▸ **Aim**
Copy every entry below word for word, with each line unchanged.

▸ **Data section**

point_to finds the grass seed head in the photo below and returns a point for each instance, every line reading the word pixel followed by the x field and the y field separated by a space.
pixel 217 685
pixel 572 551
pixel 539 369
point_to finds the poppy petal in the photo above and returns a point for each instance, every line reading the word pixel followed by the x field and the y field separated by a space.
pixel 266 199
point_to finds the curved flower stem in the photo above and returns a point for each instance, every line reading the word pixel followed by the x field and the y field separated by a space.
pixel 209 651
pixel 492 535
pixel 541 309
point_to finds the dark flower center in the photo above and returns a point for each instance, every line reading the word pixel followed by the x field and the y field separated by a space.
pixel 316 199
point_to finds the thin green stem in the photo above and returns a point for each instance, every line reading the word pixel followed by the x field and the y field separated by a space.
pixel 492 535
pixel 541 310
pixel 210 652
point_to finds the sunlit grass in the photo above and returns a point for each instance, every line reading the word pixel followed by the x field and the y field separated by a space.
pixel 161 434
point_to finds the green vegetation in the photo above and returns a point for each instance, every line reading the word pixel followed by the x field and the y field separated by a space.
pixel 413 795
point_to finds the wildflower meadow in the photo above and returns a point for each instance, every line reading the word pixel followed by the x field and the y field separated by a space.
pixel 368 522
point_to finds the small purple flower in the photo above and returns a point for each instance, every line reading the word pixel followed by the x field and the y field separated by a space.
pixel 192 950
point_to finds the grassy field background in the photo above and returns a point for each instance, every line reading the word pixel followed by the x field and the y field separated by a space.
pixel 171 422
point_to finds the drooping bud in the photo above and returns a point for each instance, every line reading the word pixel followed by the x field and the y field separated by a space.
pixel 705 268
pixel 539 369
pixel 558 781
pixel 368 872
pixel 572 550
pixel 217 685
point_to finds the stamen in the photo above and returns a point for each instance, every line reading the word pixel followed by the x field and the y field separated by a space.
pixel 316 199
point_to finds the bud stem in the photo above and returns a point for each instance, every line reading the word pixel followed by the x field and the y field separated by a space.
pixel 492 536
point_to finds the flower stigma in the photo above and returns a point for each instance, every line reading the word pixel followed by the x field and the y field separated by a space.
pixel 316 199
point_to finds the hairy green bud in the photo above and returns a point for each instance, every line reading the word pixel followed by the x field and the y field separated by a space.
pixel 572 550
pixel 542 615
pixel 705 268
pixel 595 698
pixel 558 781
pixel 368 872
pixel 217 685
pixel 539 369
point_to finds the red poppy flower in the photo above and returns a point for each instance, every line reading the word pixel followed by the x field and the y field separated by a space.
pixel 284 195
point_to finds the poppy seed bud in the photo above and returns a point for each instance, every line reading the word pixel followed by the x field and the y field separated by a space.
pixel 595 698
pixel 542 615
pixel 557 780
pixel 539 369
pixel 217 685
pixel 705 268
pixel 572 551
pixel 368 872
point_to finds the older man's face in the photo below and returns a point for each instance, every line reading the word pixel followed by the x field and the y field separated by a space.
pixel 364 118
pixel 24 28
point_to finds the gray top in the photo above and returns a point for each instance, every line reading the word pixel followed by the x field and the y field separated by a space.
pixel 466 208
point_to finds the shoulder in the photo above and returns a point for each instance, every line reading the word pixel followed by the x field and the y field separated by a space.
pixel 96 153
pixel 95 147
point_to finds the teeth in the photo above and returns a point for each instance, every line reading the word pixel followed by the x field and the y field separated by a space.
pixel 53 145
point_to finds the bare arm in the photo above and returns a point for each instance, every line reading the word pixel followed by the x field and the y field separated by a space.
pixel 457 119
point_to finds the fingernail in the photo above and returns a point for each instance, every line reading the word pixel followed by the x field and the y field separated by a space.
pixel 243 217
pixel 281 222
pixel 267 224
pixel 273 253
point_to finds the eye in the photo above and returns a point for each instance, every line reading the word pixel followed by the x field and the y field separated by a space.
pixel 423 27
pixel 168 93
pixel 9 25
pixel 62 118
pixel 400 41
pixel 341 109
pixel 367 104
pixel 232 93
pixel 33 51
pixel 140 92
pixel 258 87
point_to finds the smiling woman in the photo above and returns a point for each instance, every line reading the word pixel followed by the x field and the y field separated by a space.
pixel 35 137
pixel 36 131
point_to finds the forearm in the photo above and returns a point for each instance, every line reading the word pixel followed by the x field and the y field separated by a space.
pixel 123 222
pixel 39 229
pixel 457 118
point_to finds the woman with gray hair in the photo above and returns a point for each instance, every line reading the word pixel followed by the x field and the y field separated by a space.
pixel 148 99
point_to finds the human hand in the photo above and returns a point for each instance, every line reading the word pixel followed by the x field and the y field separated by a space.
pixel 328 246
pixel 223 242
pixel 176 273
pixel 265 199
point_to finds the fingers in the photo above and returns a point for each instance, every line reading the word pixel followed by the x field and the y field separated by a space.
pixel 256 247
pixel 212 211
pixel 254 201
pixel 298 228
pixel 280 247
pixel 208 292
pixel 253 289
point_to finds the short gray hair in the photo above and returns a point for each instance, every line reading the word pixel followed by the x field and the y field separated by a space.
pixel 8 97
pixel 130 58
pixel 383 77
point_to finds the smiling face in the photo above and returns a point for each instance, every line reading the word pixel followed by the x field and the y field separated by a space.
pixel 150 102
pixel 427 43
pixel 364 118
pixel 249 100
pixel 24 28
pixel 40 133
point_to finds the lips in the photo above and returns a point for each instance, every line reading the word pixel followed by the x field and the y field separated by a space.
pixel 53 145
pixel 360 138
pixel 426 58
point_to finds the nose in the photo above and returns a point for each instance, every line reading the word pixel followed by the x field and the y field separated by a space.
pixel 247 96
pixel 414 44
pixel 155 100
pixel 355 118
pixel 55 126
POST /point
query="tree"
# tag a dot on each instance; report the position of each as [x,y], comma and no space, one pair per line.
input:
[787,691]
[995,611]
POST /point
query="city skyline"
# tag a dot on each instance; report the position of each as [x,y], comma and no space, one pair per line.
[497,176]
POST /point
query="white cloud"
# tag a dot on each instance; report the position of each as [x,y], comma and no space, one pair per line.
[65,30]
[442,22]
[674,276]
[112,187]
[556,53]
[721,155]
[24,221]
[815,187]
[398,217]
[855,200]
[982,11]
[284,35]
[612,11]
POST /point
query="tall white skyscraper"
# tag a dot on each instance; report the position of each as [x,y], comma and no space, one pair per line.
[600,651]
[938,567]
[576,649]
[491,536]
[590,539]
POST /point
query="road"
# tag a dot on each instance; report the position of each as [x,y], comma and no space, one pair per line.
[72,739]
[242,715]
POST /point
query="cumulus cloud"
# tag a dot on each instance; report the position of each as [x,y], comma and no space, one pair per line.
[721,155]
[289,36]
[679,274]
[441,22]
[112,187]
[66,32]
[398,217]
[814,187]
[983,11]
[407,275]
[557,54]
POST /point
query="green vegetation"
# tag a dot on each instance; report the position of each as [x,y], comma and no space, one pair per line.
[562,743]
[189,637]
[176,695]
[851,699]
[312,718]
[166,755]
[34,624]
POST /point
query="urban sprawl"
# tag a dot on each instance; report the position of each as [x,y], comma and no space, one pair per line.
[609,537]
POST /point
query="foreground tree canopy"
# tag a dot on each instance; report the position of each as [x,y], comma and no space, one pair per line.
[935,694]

▸ **Correct output**
point_to finds the grass seed head in the photo below and returns a point for each instance, every line reading the word pixel followed by the x field and the y field separated by a space.
pixel 217 685
pixel 572 551
pixel 539 369
point_to finds the poppy petal in the photo above and returns a point for each instance, every line reading the word pixel followed by the x field and the y field separated by a space.
pixel 266 199
point_to finds the curved flower stem in the photo above and returns a point for each instance, every line reading the word pixel followed by the x field and the y field separated by a space.
pixel 209 651
pixel 492 535
pixel 541 309
point_to finds the dark flower center in the photo above and returns a point for each instance, every line reading the word pixel followed by the x field and the y field separated by a space.
pixel 316 199
point_to finds the thin green stem in the photo above and returns a point for each instance, every line reading the word pixel followed by the x field and the y field separated by a space.
pixel 492 535
pixel 541 310
pixel 210 652
point_to finds the sunlit grass in the photo above and returns a point for each instance, every line reading the word pixel followed by the x field and the y field separated by a space.
pixel 161 434
point_to finds the green vegetation in the photo above and returns a point for each instance, every line reading the word pixel followed by the x field and the y field separated by a space.
pixel 413 795
point_to finds the wildflower meadow in the photo above and returns a point for each instance, every line reading the word pixel followed by the x field and the y field separated by a space.
pixel 368 522
point_to finds the small purple flower in the photo above and returns a point for each instance, every line reading the word pixel followed by the x field and the y field separated by a space.
pixel 192 950
point_to finds the grassy field background in the photo above and returns a point for each instance, every line reading the word pixel followed by the x field and the y field separated by a space.
pixel 171 422
point_to finds the drooping bud in the photo above and returns a point for each instance, every line reading the word pixel followed by the x field and the y field separated by a space.
pixel 705 268
pixel 539 369
pixel 558 781
pixel 368 872
pixel 572 550
pixel 217 685
point_to finds the stamen in the photo above and returns a point for each instance, every line reading the word pixel followed by the x field and the y field separated by a space.
pixel 316 199
point_to finds the bud stem in the photo above and returns a point for each instance, every line reading the word pixel followed by the x field and the y field separated by a space.
pixel 492 536
point_to finds the flower stigma in the photo above and returns a point for each instance, every line reading the word pixel followed by the x field and the y field separated by a space.
pixel 316 199
point_to finds the hairy green bud in the photo above and returns a point for each instance, every line reading the word pixel followed by the x field and the y field separated by a space.
pixel 572 550
pixel 542 615
pixel 705 268
pixel 595 698
pixel 558 781
pixel 368 872
pixel 217 685
pixel 539 369
point_to finds the red poppy flower in the photo above and returns a point for each instance, every line reading the word pixel followed by the x field and the y field separated by a space.
pixel 284 195
point_to finds the poppy seed bud in the photo above and returns a point for each instance, every line reading the word pixel followed by the x field and the y field separated by a space.
pixel 595 698
pixel 542 615
pixel 557 780
pixel 539 369
pixel 217 685
pixel 705 268
pixel 572 551
pixel 368 872
point_to finds the older man's face in the photo below and returns a point for each instance, every line reading the word pixel followed by the x field and the y field separated by a space.
pixel 364 118
pixel 24 28
point_to finds the gray top in the photo above and returns a point for each instance, every line reading the word pixel followed by the x field and the y field separated by a space.
pixel 466 208
point_to finds the shoulder in the photo above and returns a point for each instance, every line reading the word pixel followed by the x field and the y field separated by a space.
pixel 96 153
pixel 95 147
point_to finds the teeth in the photo above and returns a point for each instance, every line reading the word pixel followed by the x field and the y field separated by a space.
pixel 53 145
point_to finds the bare arm in the photo above and returns a point for each instance, every line reading the word pixel followed by the x field and the y field separated by a space.
pixel 457 119
point_to finds the fingernail in the photo above and returns a point for each instance, every line reading the word pixel followed by the x field and the y field separated by a space.
pixel 243 217
pixel 281 222
pixel 267 224
pixel 273 253
point_to finds the eye in the photo above and returns a point for each instance, every line reading the word pixel followed by the x field and the y field separated by a space.
pixel 423 27
pixel 168 93
pixel 9 25
pixel 62 118
pixel 400 41
pixel 341 109
pixel 367 104
pixel 232 93
pixel 33 51
pixel 140 92
pixel 258 87
point_to finds the smiling woman in the photo above and returns a point for each instance, every line reading the word pixel followed by the x field and the y field separated by a space.
pixel 35 137
pixel 36 131
point_to finds the forearm in the photo above and returns a point for each instance, every line reading the word pixel followed by the x field and the y field separated by a space.
pixel 123 222
pixel 39 229
pixel 457 118
point_to finds the woman with gray hair in the photo above and returns a point for each instance, every line reading the word pixel followed by the x field and the y field separated by a space.
pixel 148 99
point_to finds the human hand in the photo above and returns a point for each instance, every line reading the word pixel followed by the x field and the y field separated by a space.
pixel 328 246
pixel 223 242
pixel 176 273
pixel 265 199
point_to finds the fingers in the photo above and returns a point for each instance, every line reading the word pixel followed by the x field and the y field separated by a space.
pixel 256 247
pixel 212 211
pixel 254 201
pixel 298 228
pixel 280 247
pixel 208 292
pixel 253 289
point_to finds the short gray hair in the photo above and returns a point for each instance, every line reading the word pixel followed by the x field and the y field separated by a space.
pixel 8 97
pixel 130 58
pixel 383 77
point_to finds the smiling face in the photo above and returns a point for each instance, every line reading the word pixel followed by the x field and the y field separated by a space.
pixel 150 102
pixel 427 43
pixel 364 118
pixel 249 100
pixel 24 28
pixel 40 133
point_to finds the lips in the photo above and returns a point for each instance, every line reading the word pixel followed by the x field and the y field separated by a space.
pixel 53 145
pixel 360 138
pixel 426 58
point_to finds the nose in the photo above and returns a point for each instance, every line reading the word pixel followed by the x field and the y field separated by a space.
pixel 247 96
pixel 414 44
pixel 155 100
pixel 355 118
pixel 55 126
POST /point
query="tree"
# tag a dot on each instance; report the position of each as [x,y], comma and no space, one pair per line.
input:
[787,691]
[995,611]
POST /point
query="city skyline"
# tag a dot on each instance; report the position of each as [x,y], comma and no space, one pair per line.
[497,176]
POST /point
query="white cloud"
# tag a dot on each instance; report the position of each as [x,y], comma and no space, one pair per line.
[65,30]
[442,22]
[674,276]
[112,187]
[556,53]
[721,155]
[24,221]
[815,187]
[398,217]
[855,200]
[982,11]
[284,35]
[612,11]
POST /point
query="tall white skyscraper"
# tag a dot on each instance; report the position of each as [x,y], comma and no space, one pair per line.
[600,651]
[938,567]
[576,649]
[491,536]
[590,539]
POST /point
query="road"
# tag a dot on each instance; report the position of each as [x,y], comma and no space, one pair per line.
[72,739]
[242,715]
POST /point
query="cumulus cloud"
# tag a dot on each instance; report the position of each as [x,y], comma and no space, one pair per line.
[721,155]
[289,36]
[679,274]
[441,22]
[112,187]
[66,32]
[398,217]
[814,187]
[983,11]
[407,275]
[557,54]
POST /point
query="green vegetation"
# tag a dot on each instance; report the position of each as [x,y], comma and no space, one pair per line.
[562,743]
[189,637]
[176,695]
[851,699]
[312,718]
[166,755]
[34,624]
POST /point
query="urban sprawl"
# tag a dot on each instance; report the position of each as [x,y], comma and no space, one pair per line.
[609,537]
POST /point
query="foreground tree canopy"
# tag a dot on each instance; report the position of each as [x,y], comma and no space, one pair per line.
[935,694]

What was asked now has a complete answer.